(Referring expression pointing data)

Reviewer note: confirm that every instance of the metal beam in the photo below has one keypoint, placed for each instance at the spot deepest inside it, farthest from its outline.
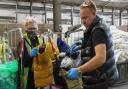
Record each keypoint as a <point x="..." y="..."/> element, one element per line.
<point x="112" y="16"/>
<point x="56" y="15"/>
<point x="120" y="18"/>
<point x="72" y="9"/>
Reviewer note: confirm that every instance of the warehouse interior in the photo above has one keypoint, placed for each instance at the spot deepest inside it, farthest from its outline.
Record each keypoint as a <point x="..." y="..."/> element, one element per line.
<point x="64" y="16"/>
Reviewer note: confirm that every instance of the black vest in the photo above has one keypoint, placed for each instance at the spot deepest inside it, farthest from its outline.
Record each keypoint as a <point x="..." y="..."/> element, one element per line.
<point x="107" y="70"/>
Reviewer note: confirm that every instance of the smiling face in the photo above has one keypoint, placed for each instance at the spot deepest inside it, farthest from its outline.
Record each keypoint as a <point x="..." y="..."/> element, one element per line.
<point x="87" y="16"/>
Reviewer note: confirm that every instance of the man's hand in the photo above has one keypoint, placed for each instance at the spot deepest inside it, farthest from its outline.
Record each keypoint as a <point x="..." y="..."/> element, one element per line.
<point x="73" y="73"/>
<point x="34" y="52"/>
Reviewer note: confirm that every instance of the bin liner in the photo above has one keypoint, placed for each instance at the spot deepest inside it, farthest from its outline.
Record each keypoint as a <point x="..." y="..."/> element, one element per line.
<point x="8" y="75"/>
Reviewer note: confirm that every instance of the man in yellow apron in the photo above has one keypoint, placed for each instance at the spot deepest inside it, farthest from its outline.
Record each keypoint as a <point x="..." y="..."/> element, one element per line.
<point x="37" y="57"/>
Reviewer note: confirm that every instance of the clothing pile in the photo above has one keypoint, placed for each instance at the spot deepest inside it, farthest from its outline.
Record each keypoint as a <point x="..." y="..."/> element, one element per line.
<point x="120" y="40"/>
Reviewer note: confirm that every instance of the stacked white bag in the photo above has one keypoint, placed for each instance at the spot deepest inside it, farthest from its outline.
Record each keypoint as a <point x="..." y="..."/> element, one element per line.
<point x="120" y="40"/>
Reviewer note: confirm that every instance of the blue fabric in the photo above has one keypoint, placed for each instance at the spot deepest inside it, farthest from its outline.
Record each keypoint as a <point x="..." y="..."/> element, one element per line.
<point x="62" y="45"/>
<point x="73" y="73"/>
<point x="34" y="52"/>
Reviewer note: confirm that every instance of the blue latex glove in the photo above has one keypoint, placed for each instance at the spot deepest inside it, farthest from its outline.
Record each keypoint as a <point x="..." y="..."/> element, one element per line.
<point x="34" y="52"/>
<point x="73" y="73"/>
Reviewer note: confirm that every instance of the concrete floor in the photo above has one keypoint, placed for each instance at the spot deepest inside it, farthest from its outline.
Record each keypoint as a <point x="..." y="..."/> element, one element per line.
<point x="120" y="87"/>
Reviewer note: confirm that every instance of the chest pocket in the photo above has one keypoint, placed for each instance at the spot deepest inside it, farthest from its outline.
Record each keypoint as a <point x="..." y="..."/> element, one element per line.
<point x="87" y="52"/>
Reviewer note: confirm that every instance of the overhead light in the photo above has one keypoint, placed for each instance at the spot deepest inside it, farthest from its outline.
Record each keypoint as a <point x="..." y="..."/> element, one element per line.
<point x="105" y="0"/>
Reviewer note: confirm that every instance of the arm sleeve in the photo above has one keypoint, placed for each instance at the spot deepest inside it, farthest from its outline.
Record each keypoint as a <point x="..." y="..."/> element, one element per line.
<point x="99" y="37"/>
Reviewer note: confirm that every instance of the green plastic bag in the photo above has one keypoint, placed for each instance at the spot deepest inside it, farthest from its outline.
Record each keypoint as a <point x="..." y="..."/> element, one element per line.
<point x="8" y="75"/>
<point x="72" y="84"/>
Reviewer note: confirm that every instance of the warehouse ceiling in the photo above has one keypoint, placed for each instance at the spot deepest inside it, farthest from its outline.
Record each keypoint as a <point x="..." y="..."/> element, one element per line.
<point x="118" y="4"/>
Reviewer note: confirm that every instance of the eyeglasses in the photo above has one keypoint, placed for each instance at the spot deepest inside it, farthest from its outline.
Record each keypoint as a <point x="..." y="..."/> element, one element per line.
<point x="85" y="4"/>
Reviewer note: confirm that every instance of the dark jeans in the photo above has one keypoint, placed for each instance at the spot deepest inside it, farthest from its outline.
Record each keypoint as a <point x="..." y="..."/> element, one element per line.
<point x="95" y="84"/>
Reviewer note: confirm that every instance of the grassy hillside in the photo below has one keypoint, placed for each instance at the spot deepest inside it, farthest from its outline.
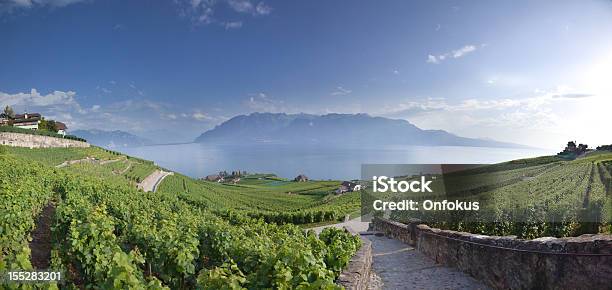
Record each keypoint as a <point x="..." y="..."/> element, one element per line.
<point x="193" y="233"/>
<point x="530" y="198"/>
<point x="107" y="234"/>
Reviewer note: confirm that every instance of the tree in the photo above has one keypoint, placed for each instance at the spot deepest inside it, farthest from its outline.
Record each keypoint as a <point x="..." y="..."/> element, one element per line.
<point x="9" y="111"/>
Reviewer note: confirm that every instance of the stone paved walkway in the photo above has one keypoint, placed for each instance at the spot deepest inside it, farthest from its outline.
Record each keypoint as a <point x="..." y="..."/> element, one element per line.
<point x="400" y="266"/>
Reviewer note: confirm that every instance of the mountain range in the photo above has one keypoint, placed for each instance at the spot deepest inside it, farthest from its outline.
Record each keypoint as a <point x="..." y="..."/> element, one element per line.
<point x="333" y="129"/>
<point x="111" y="139"/>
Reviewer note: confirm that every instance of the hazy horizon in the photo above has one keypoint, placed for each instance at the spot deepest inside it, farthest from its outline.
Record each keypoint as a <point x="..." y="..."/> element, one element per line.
<point x="532" y="73"/>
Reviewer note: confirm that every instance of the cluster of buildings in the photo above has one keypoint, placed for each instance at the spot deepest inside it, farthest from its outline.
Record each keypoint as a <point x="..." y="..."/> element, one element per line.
<point x="572" y="148"/>
<point x="29" y="121"/>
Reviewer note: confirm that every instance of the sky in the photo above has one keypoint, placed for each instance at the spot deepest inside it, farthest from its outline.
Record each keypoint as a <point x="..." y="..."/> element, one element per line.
<point x="530" y="72"/>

Assignment: Excluding pictures, print all lines above exactly.

Completed task:
Reviewer note: confirm that every instance of the metal beam in the photo below has one keypoint, placed for each instance at the spot deepest inside it, farthest from its outline.
Record each keypoint as a <point x="..." y="..."/> element, one element per line.
<point x="112" y="16"/>
<point x="56" y="15"/>
<point x="120" y="18"/>
<point x="72" y="9"/>
Reviewer note: confirm that every instance of the warehouse interior in the photo above has one keypoint, placed for each instance at the spot deepest inside it, farthest from its outline.
Record each keypoint as a <point x="..." y="..."/> element, one element per line.
<point x="64" y="16"/>
Reviewer note: confirm that every instance of the black vest in the photo above has one keypoint, placed for each instance at the spot deepest inside it, farthest from its outline.
Record each keypoint as a <point x="..." y="..."/> element, one element per line.
<point x="107" y="70"/>
Reviewer note: confirm that every instance of the smiling face in the photo above has one keypoint, placed for each instance at the spot deepest inside it, farthest from its outline.
Record each keypoint as a <point x="..." y="..."/> element, one element per line.
<point x="87" y="16"/>
Reviewer note: confirm that every instance of the man's hand in the photo above has one keypoint, placed for each instance at the spot deepest inside it, farthest from its outline.
Record each keypoint as a <point x="..." y="..."/> element, one element per line.
<point x="73" y="73"/>
<point x="34" y="52"/>
Reviewer note: confirm that every instance of the bin liner in the photo above has one keypoint, placed for each instance at the spot deepest inside it, farthest from its outline.
Record each keypoint as a <point x="..." y="..."/> element, one element per line.
<point x="8" y="75"/>
Reviewer note: confirm that every instance of the man in yellow apron in the photo above has one keypoint, placed for each instance at the spot deepest inside it, farthest from its outline.
Record each keypoint as a <point x="..." y="..."/> element, one element per line.
<point x="37" y="57"/>
Reviewer note: confirm that every instance of the clothing pile in the photo above has one keypoint, placed for each instance at the spot deepest inside it, farthest from its outline.
Record each keypoint as a <point x="..." y="..."/> element, one element per line.
<point x="120" y="40"/>
Reviewer note: confirm that every instance of the stacked white bag in the photo above has one keypoint, placed for each instance at the spot deepest inside it, farthest from its outline.
Record each keypoint as a <point x="..." y="..."/> element, one element per line.
<point x="120" y="40"/>
Reviewer note: confirm that every instance of the blue fabric in the photo above has one keypoint, placed for each instance at the spot deepest inside it, farthest from its outline.
Record each keypoint as a <point x="..." y="..."/> element, one element per line.
<point x="62" y="45"/>
<point x="73" y="73"/>
<point x="34" y="52"/>
Reviewer note: confirm that every instance of the blue latex glove in the photo above has one keypoint, placed for each instance at the spot deepest inside it, farthest from its outline.
Record each keypoint as a <point x="..." y="..."/> element, one element per line.
<point x="34" y="52"/>
<point x="73" y="73"/>
Reviewer note: confirm that every instance of the concrete floor in the photo above has one keypoint, placed for each instance at the spot deepest inside it, farthest from its outline.
Record each keypoint as a <point x="..." y="..."/> element, one element per line.
<point x="120" y="87"/>
Reviewer note: confirm that every instance of the chest pocket in the photo above has one keypoint, placed for each instance at the spot deepest inside it, farthest from its outline.
Record each keypoint as a <point x="..." y="..."/> element, one element per line.
<point x="87" y="52"/>
Reviewer note: confirm that every instance of the overhead light in the photo above has one keypoint, placed for each instance at the spot deepest inside it, farthest from its outline.
Record each keypoint as a <point x="..." y="..."/> element, one element per line.
<point x="105" y="0"/>
Reviewer note: confirm that every instance of the arm sleeve in the photo above has one keypoint, placed for each instance at the spot deepest inside it, farthest from its outline.
Record each keypoint as a <point x="..." y="..."/> element, one element per line.
<point x="99" y="37"/>
Reviewer note: confirm that every instance of the green plastic bag in the photo above has one keypoint, placed for each instance at the spot deepest inside it, farthest from its outline.
Record each keypoint as a <point x="..." y="..."/> element, one element per line.
<point x="8" y="75"/>
<point x="72" y="84"/>
Reviewer note: confirm that every instance of the warehouse ceiling in the photo above has one keypoint, placed for each instance at the spot deepest inside it, farthest from its outline.
Record each keypoint as a <point x="..." y="..."/> element, one element per line.
<point x="118" y="4"/>
Reviewer note: confirm that every instance of the eyeglasses in the photo above has one keypoint, placed for each instance at the spot deepest inside it, farthest from its outline.
Record each keypoint as a <point x="..." y="..."/> element, one element per line.
<point x="85" y="4"/>
Reviewer note: confirm that every instance of the dark jeans in the photo above has one keypoint, placed for each instance at the spot deepest inside it, farthest from its outline.
Record each keypoint as a <point x="..." y="..."/> element, one element per line.
<point x="95" y="84"/>
Reviewer note: confirm that every instance of the grassy hillside in the photo below has one keypoint, placed for each instance at the spot deepest inside it, farthest from its outline.
Record each keypoint as a <point x="..." y="..."/> element, one element per line.
<point x="193" y="233"/>
<point x="530" y="198"/>
<point x="107" y="234"/>
Reviewer note: confirm that every instance of the tree in the photo above has one keypoint, placed for each instance at the spot deepest inside it, farthest from its outline.
Record each keypoint as a <point x="..." y="..."/> element, one element per line.
<point x="9" y="111"/>
Reviewer note: confirm that every instance of the stone paved walkway in the photo above has one keypoint, placed for each instance at the spot deepest inside it, farthest from its outline.
Record each keypoint as a <point x="..." y="..."/> element, one element per line.
<point x="400" y="266"/>
Reviewer note: confirm that every instance of the mountain range in the photo above has one keypoint, placed for each instance at the spot deepest inside it, farthest from its outline.
Record each keypoint as a <point x="..." y="..."/> element, one element per line.
<point x="333" y="129"/>
<point x="111" y="139"/>
Reviewer note: confirm that every instance of the hazy horizon in the photo above has one keypoint, placed for each instance at the spot deepest inside it, farthest from its outline.
Record each keypoint as a <point x="..." y="..."/> element, one element per line.
<point x="532" y="73"/>
Reviewer note: confirm that every instance of the cluster of buildings in the photo above has one keypoint, placed for each instance at the spot deepest inside it, farthest from its outline.
Record each keypoint as a <point x="..." y="..."/> element, one element per line.
<point x="572" y="148"/>
<point x="29" y="121"/>
Reviewer note: confirm that every instance of the sky in the photo above has one keypoint, placed for each instance at the spot deepest inside it, farthest from its outline.
Record each keypoint as a <point x="..." y="..."/> element, one element per line.
<point x="530" y="72"/>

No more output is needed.